◆ What the exercise asks ◆
Set down exactly the lines from the one containing "background in this photo." through the end of the records below, both included, and nothing else.

◆ Material supplied ◆
-- START --

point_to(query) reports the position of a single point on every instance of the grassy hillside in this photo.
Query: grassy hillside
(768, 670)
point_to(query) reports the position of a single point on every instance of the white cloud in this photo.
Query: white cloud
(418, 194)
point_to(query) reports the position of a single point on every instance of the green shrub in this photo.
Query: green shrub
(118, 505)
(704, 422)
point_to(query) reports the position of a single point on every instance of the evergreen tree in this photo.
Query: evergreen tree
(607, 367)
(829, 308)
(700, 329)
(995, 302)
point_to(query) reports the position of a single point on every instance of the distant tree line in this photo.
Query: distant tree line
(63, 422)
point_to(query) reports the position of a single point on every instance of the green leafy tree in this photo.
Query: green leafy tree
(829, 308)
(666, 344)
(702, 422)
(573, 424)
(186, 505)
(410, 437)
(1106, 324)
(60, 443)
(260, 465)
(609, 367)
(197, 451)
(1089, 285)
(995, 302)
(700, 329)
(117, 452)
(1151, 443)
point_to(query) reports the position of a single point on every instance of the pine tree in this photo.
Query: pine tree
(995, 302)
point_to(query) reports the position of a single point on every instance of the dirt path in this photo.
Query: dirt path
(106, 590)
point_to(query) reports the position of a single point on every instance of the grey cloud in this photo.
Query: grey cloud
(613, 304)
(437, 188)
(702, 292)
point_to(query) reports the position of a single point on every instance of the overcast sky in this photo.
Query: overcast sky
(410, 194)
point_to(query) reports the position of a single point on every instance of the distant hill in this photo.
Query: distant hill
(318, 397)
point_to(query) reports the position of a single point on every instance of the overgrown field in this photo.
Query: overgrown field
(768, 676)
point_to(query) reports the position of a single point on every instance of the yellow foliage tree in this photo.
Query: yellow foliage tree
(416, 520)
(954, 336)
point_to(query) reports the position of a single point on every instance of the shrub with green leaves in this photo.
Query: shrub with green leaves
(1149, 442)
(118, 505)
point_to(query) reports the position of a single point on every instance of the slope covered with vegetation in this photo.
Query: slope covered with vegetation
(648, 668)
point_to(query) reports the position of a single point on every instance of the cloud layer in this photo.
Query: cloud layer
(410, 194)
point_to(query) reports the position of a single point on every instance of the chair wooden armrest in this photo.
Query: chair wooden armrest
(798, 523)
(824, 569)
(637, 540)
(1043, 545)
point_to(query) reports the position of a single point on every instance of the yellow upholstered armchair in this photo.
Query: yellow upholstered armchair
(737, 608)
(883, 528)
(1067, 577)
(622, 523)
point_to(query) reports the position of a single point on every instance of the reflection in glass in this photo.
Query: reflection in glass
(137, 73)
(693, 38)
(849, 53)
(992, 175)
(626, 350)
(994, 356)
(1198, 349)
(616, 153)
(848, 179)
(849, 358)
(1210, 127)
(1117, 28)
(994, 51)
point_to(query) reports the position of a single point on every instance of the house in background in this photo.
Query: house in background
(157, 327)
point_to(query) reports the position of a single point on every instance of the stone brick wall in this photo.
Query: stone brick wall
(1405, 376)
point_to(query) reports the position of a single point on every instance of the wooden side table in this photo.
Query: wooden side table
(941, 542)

-- END --

◆ Problem solution ◆
point_to(query) reports the position of a single point on every instance of the house in background in this photo.
Query: house in background
(157, 327)
point_to(query) reports the position of a single point on every instance of the stone brick wall in this photo.
Query: stone brick wall
(1405, 376)
point_to(query) reports the position of a single point on every instance of the wooden side table in this photo.
Query: wooden side table
(941, 542)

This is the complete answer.